##### INFORMATION SUPPLIED

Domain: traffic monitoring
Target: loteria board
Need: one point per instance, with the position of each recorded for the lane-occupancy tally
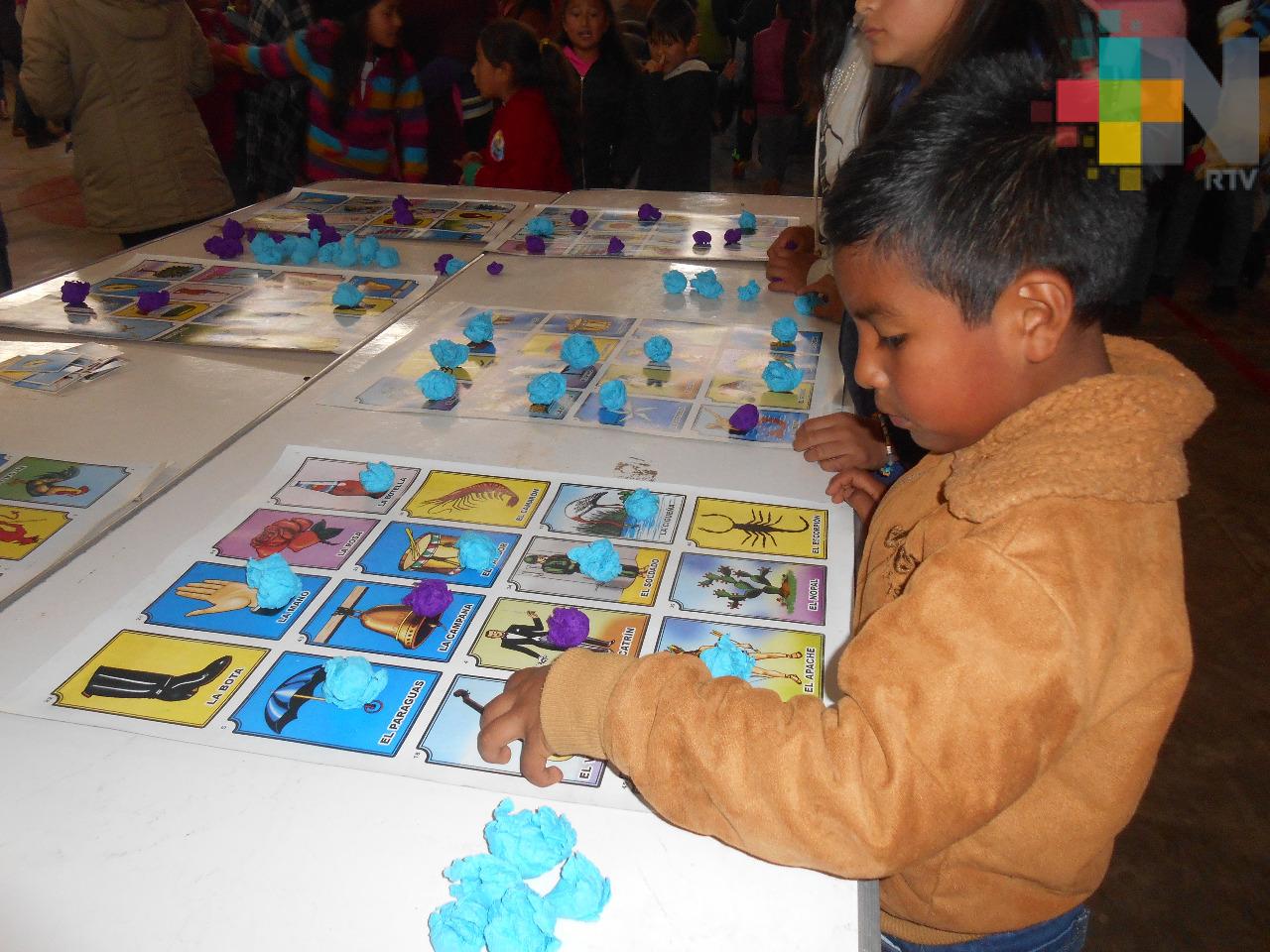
(435, 218)
(711, 371)
(221, 304)
(185, 654)
(671, 236)
(50, 508)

##########

What the records say must be written out exactly, with none of their pictures.

SOLUTION:
Domain: traffic monitoring
Target: loteria board
Need: one point per instance, with the position of each recorded for the lane-occupancy tally
(435, 218)
(711, 371)
(221, 304)
(185, 654)
(671, 236)
(50, 508)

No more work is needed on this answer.